**Problem statement:** Format the lines below as a CSV with two columns, text and answer. Each row should pair one line of text with the full answer that follows it, both in quoted fields with line breaks replaced by spaces.
— Begin Record list —
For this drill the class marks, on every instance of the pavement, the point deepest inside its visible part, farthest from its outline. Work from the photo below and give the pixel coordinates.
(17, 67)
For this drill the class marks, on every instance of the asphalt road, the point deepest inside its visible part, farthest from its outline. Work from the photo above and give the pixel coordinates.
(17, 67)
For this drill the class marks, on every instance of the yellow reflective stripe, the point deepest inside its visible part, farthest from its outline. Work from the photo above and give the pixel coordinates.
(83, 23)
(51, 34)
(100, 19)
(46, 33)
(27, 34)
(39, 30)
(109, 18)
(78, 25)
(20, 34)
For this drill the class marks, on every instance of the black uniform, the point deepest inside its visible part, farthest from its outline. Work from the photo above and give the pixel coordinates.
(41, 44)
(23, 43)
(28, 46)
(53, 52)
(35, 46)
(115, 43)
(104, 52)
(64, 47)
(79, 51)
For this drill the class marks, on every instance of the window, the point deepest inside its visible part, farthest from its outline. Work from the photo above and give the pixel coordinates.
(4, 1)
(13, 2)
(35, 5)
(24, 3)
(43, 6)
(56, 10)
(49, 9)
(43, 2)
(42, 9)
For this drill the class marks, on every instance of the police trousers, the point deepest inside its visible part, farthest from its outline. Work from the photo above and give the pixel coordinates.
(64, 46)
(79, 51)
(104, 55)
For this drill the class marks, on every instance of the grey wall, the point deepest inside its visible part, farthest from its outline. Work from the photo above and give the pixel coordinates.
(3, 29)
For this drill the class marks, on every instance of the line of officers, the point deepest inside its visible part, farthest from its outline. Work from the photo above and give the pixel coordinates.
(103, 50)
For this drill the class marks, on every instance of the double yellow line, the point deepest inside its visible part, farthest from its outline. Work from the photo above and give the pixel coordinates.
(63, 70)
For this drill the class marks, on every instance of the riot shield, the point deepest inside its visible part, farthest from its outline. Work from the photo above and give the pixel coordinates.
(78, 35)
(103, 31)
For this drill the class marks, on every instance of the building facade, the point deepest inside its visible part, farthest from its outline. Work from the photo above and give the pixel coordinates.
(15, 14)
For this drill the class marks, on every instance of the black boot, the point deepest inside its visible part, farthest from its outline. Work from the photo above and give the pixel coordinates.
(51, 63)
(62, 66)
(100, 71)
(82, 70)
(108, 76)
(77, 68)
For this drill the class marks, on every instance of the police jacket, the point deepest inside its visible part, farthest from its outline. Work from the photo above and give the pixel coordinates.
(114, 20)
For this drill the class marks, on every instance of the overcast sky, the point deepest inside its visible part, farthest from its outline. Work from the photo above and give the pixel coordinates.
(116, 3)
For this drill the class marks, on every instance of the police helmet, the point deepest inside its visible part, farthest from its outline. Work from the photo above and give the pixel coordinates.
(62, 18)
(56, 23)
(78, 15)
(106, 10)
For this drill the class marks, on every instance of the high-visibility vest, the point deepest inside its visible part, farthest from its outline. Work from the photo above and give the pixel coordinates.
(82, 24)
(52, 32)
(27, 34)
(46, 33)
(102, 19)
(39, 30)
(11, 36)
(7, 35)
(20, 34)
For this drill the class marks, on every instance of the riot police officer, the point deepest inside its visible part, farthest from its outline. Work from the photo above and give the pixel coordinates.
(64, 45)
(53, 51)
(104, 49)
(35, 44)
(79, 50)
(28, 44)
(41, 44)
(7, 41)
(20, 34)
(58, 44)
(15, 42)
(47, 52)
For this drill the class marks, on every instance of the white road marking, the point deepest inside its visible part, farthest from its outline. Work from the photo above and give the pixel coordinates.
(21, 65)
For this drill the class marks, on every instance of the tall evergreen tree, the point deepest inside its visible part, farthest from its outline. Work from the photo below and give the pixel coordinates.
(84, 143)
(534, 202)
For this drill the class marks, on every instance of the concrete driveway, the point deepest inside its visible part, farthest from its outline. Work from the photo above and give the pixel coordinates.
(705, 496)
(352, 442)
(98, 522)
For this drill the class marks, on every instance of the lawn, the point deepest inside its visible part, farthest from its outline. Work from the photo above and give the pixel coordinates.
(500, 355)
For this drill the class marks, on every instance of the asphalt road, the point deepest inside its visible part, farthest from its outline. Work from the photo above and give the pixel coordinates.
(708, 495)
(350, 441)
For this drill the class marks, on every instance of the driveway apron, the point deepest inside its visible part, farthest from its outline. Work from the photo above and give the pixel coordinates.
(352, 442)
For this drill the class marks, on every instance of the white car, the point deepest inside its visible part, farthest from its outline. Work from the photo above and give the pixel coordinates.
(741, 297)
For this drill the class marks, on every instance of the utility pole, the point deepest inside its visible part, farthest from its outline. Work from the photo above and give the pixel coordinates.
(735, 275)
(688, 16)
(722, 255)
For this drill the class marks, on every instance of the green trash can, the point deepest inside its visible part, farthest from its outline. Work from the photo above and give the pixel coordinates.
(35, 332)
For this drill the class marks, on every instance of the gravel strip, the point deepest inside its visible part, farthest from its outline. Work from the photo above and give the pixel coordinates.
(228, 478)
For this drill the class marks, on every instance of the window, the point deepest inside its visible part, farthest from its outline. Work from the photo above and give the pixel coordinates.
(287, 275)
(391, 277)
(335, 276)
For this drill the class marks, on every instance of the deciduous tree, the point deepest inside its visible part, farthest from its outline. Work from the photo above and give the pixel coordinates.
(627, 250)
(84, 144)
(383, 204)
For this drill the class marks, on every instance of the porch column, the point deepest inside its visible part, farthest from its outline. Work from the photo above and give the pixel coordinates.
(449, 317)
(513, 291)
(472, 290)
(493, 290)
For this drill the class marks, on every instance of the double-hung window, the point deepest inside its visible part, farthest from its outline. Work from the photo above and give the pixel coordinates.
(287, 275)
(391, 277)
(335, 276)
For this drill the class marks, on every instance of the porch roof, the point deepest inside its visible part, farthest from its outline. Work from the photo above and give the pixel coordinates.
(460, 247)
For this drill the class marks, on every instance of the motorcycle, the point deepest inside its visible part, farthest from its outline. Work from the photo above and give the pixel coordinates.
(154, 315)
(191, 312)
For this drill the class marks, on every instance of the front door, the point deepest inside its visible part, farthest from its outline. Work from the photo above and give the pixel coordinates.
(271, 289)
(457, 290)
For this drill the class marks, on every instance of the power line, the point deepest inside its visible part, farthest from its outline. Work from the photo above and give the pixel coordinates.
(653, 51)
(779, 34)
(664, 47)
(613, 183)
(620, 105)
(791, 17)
— End Record list —
**Reply to the task:**
text,answer
"For this drill the class marks, on every instance of the pavement, the point deepest inside its visible part, farthest from its outline. Work from the photo below and give the pixel coordinates.","(17, 67)"
"For this drill the class marks, on every instance of the asphalt road, the point deepest inside its visible part, farthest from its outline. Work from the photo above and give the pixel coordinates.","(17, 67)"
"For this drill the class marks, on every instance of the yellow reflective stripe, the point deepest inside its visible part, farthest from its outline. Work from the photo above and give the pixel coordinates.","(83, 23) (51, 34) (100, 19) (46, 33) (27, 34) (39, 30) (109, 18) (78, 25) (20, 34)"
"For this drill the class marks, on every instance of the black uniform, the point deepest inside its visible part, farthest from its outline. Work from the photo above and give the pixel coordinates.","(41, 44) (23, 43) (28, 46) (53, 52) (35, 46) (115, 43) (104, 52) (64, 47) (79, 51)"
"For this drill the class marks, on every instance of the window, the point deepest inside its visible part, farthest from its outline. Work from the photo above and give the pixel coordinates.","(4, 1) (13, 2) (35, 5) (24, 3) (43, 6) (56, 10) (49, 9) (43, 2) (42, 9)"
"For this drill the class marks, on every instance of the police trousers, the point deepest inside its visible part, farthest from its outline. Work from the photo above and give the pixel coordinates.","(64, 46) (79, 51) (104, 55)"
"For this drill the class marks, on every instance of the grey wall, the point deepest inside its visible part, farthest from its outline. Work from the photo above and give the pixel coordinates.","(3, 29)"
"For this drill the class marks, on every instance of the line of officers, the point deepest inside its visible part, farthest from its outline. Work from the photo above and give the pixel coordinates.","(103, 50)"
"For this drill the class marks, on every instance of the double yellow line, the point deepest inside its visible part, farthest from its outline. Work from the photo above and give the pixel coordinates.","(63, 70)"
"For this drill the class marks, on every instance of the riot shield, the point deepest inside its visible part, farthest from its outline. Work from the photo above and give the pixel coordinates.","(78, 35) (103, 31)"
"For this drill the class marks, on every instance of the building facade, the point deepest inside its visible part, farthest from its outline. Work from the photo above and give the pixel coordinates.","(15, 14)"
"For this drill the class marks, on every instance of the black boot, the point deepest inside its visible part, farthest from its outline. Work from the photo above and give the pixel coordinates.","(51, 63) (62, 66) (100, 71) (82, 70) (108, 76) (77, 68)"
"For this drill the class marks, on every instance of the police jacket, the point deepest inside its visible part, farthest from its outline. Work from the photo above and give the pixel coordinates.","(114, 20)"
"For this drill the class marks, on every instance of the overcast sky, the point deepest inside its visible part, farthest from its outline. Work from the photo above and give the pixel coordinates.","(116, 3)"
"For this drill the class marks, on every instance of the police helmet, the point deepest inside its visible part, farthest from its outline. Work from the photo above and give the pixel coordinates.","(62, 18) (56, 23) (78, 15) (106, 10)"
"For this drill the class marks, on every instance of the high-visibility vest, the point deepest inside its visible part, farthest from its outline. Work from the photo above and give the pixel coordinates.","(82, 24) (52, 32) (27, 34) (46, 33) (102, 19) (39, 30) (11, 36) (7, 35) (20, 34)"
"For this drill the class marks, on every instance of the riot police officer, the point deepest inside its visible part, farthest from its outline. Work from the photo above and give the pixel coordinates.","(64, 45) (53, 51) (104, 49) (35, 44) (79, 50) (28, 44) (41, 44) (7, 41) (20, 34) (58, 44) (15, 42) (47, 52)"
"For this drill the class marks, on every instance of the white road marking, the point deepest inside its visible part, farthest from its outline. Work from the photo above and give the pixel coordinates.","(21, 65)"
"For this drill the class marks, on every instance of the tall evergreen tree, the point deepest inside its visible part, farthest from its outline. Work from the photo below and give the pixel coordinates.","(84, 143) (534, 202)"
"For this drill the class marks, on every instance of the concrete driveway, the point deepest inside its visible part, farthest from its outline. Work from the photo above and give the pixel coordinates.","(705, 496) (352, 442) (98, 522)"
"For this drill the class marks, on every instance of the lawn, the point deepest inside its visible part, farthest from its outline. Work from the photo above and give the pixel coordinates.","(500, 355)"
"For this drill the class marks, on every instance of the asphalt road, the point deepest inside its visible part, farthest from its outline. Work from the photo above and give the pixel coordinates.","(708, 495) (350, 441)"
"For this drill the class marks, on every instance of the driveway apron, the point deepest inside its visible part, farthest from its outline. Work from the photo above and give the pixel coordinates.","(352, 442)"
"For this drill the class marks, on every instance of the white car, the point deepest inside its visible part, farthest from its outline. Work from the photo above and give the pixel coordinates.","(741, 297)"
"For this drill the class marks, on every instance of the utility pole, the point deepest inside its visible part, farthest from its outline. Work from the photo above and give the pixel coordinates.","(735, 275) (688, 16) (722, 255)"
"For this drill the class marks, on every instance of the green trash can, the point deepest inside its visible part, farthest from its outline. Work from the photo above and give the pixel coordinates.","(35, 332)"
"For this drill the class marks, on every instance of the gravel strip, the point deepest inside its visible part, farthest from its outline. Work from the photo above and give the pixel coordinates.","(228, 478)"
"For this drill the class marks, on every instance of the window, the point deepest inside its visible part, farthest from its outline. Work from the photo above and give the pixel coordinates.","(287, 275) (391, 277) (335, 276)"
"For this drill the class marks, on every instance of the deciduous tree, the point deepest inside its visible part, farthest from its outline. Work from the photo above and give the pixel coordinates.","(627, 250) (84, 144) (383, 204)"
"For this drill the class marks, on every instance of the porch column, the point deepest inside its visible part, farthest from its outline. Work from the photo above and give the pixel coordinates.","(449, 317) (513, 291) (472, 290) (493, 290)"
"For this drill the class marks, on every instance of the double-hung window, the point deepest inside its visible part, farthest from its outline. Work from the photo above and give the pixel coordinates.","(287, 275) (391, 277) (335, 276)"
"For this drill the class marks, on every instance of the porch roof, the point deepest inside its visible part, farthest from its outline. Work from the photo above and give the pixel coordinates.","(460, 247)"
"For this drill the class marks, on every instance of the motorcycle, the point deepest inside its visible part, farthest from its outline. Work from the photo above and give the pixel coordinates.","(154, 315) (191, 312)"
"For this drill the class marks, on every instance of the front door, the point deepest inside its visible part, farthest from its outline. Work from the photo above and give the pixel coordinates.","(271, 289) (457, 290)"
"For this drill the class marks, on every instance of the power line, the point deepest inside its visible part, farthest from its outline. Work from the photo above and give the pixel coordinates.","(653, 51) (779, 34) (664, 47) (613, 183) (620, 105) (791, 17)"